§ **LIST OF TASKS**
1) In the EVOLHIST lab text below, please say whether each statement agrees with it: (a) Jen Jackson has worked with the British Antarctic Survey for two years; (b) the team is still collecting specimens; (c) on this cruise Jen has focused mainly on fish and krill. Answer yes or no for each, and quote the deciding words.
2) Carry on the EVOLHIST lab text from the point where it stops, keeping its tone.

§ **SELECTED TEXT**
Melanie Mackenzie – Museum Victoria

Now that we’ve finished collecting specimens, the EVOLHIST biology team on board the James Clark Ross is busily working away in the ship’s labs. Dr Jen Jackson has been working with the British Antarctic Survey (BAS) for the past two years, using her skills in molecular science to help build a ‘big picture’ of animal evolution in Antarctica. For this cruise Jen has been focussing mainly on jellyfish and sea cucumbers and is hoping that the DNA sequences she gains from these will eventually will help to give us a better idea of how species from the Weddell Sea relate to those from other parts of Antarctica.

Dr Jen Jackson extracting jellyfish DNA on board the James Clark Ross.

Dr Jen Jackson extracting jellyfish DNA on board the James Clark Ross. Photo: Melanie Mackenzie - Museum Victoria.

§ **PROVIDED INFORMATION**

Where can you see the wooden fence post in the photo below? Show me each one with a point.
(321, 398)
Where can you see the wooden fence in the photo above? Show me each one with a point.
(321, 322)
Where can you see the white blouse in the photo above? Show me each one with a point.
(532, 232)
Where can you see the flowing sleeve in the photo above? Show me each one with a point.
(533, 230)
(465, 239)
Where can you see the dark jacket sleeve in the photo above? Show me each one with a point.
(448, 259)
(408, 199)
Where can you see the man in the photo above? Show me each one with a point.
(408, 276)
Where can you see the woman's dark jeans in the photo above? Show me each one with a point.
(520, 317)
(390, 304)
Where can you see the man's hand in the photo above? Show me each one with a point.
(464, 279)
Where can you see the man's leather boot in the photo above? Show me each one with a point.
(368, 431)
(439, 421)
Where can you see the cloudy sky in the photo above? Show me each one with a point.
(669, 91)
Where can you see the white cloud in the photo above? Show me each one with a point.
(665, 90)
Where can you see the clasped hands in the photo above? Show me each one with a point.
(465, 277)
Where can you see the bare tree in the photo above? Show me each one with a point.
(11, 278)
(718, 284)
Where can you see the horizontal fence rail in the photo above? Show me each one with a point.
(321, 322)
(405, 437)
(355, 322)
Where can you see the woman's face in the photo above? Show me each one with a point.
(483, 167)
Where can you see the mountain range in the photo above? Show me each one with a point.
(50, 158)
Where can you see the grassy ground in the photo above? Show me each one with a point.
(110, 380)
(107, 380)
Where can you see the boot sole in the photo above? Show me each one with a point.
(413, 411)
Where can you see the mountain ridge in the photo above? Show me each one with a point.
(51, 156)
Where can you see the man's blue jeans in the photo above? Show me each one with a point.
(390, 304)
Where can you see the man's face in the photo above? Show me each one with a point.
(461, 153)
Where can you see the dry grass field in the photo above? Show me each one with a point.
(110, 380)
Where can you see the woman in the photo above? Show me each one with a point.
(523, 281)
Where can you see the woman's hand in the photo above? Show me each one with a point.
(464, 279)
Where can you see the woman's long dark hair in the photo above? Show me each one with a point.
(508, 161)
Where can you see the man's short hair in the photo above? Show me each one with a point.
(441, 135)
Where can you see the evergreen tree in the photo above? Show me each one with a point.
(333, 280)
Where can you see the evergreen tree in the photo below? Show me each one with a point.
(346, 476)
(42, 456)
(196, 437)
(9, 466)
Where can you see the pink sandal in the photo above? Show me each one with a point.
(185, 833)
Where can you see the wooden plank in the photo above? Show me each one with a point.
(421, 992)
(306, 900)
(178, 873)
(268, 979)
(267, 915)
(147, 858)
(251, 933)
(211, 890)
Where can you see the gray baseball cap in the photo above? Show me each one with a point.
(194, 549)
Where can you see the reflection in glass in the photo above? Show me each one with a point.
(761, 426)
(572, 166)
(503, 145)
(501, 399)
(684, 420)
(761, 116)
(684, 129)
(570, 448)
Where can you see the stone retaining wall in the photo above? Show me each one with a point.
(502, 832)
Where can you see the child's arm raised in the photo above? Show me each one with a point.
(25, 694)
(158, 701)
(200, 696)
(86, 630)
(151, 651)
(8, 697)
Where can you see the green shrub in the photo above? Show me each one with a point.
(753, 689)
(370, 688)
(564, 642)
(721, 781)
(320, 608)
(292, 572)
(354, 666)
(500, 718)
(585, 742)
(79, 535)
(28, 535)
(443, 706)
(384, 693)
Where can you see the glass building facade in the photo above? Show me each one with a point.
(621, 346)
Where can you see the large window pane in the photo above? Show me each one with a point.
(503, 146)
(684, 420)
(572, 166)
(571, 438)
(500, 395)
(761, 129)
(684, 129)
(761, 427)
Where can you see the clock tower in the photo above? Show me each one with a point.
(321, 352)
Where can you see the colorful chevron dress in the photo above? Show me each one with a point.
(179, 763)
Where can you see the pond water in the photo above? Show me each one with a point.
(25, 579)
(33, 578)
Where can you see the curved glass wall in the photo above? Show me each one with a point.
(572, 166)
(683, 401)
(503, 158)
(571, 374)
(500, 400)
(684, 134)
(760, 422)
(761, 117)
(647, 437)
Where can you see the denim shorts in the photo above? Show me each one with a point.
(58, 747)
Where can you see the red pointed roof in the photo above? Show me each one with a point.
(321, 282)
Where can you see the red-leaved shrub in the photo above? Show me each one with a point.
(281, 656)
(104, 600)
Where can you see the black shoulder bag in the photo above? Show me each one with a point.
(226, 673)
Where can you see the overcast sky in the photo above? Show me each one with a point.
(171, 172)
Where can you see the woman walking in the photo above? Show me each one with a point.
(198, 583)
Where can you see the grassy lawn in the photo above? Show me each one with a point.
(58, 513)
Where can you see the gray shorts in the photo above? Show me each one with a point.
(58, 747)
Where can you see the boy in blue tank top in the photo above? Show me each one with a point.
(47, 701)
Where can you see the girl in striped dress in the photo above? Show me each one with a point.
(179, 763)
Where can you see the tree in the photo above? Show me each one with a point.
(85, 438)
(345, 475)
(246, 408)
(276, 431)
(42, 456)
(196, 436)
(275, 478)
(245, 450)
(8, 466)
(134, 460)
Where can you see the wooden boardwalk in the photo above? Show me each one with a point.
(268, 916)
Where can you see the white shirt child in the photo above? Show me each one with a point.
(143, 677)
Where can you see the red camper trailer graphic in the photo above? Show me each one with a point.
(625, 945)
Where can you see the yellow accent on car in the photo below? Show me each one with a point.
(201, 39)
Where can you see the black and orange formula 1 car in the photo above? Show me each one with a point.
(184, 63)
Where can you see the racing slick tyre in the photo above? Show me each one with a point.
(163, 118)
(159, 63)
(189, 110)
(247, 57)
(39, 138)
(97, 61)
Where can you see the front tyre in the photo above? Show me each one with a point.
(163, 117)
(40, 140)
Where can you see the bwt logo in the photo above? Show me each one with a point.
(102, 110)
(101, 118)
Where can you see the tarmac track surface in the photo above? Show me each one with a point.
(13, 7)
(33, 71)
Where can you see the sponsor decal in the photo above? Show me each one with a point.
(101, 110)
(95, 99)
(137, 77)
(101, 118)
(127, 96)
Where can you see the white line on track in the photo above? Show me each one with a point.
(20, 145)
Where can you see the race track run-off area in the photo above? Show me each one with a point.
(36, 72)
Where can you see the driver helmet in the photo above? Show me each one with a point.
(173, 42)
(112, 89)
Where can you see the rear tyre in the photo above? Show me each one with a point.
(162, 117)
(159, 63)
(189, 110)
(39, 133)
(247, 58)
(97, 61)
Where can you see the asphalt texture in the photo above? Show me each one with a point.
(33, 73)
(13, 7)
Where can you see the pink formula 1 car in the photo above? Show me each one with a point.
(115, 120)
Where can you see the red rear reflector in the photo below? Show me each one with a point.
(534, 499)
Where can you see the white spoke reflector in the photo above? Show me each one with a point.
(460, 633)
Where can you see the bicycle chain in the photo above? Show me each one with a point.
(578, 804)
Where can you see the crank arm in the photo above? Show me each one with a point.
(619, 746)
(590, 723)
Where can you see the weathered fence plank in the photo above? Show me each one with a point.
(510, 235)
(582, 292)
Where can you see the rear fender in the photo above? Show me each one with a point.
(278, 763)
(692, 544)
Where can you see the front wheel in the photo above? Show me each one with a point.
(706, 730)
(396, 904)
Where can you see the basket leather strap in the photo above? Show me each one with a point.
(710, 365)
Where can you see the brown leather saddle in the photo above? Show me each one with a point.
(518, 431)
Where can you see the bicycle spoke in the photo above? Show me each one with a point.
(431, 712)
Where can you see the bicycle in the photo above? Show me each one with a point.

§ **EXPECTED OUTPUTS**
1)
(a) Yes: "has been working with the British Antarctic Survey (BAS) for the past two years"
(b) No: "Now that we’ve finished collecting specimens"
(c) No: "focussing mainly on jellyfish and sea cucumbers"

2)
Dr Jen Jackson explaining DNA extraction techniques to Stuart McMillan of BAS.

Dr Jen Jackson explaining DNA extraction techniques to Stuart McMillan of BAS. Photo: Melanie Mackenzie - Museum Victoria.

Stu McMillan of BAS is helping Jen out with her DNA extractions today.  Together they are placing tiny pieces of animal tissue in small plastic vials, then pipetting, lysing (using enzymes to break the material down) and spinning these samples until their DNA is in an appropriate form for testing back in the BAS lab in Cambridge.  While Stu has a background in zoology this is the first time he’s been ‘back in the lab’ for quite a while – kept busy as the cook/dustman from UK’s Antarctic Halley Base where we recently picked up a very happy (and mostly bearded) group of 21.

The crew hard at work at Halley creek 3.

The crew hard at work at Halley creek 3. Photo: Melanie Mackenzie - Museum Victoria

Waving off the Halley 6 winterers.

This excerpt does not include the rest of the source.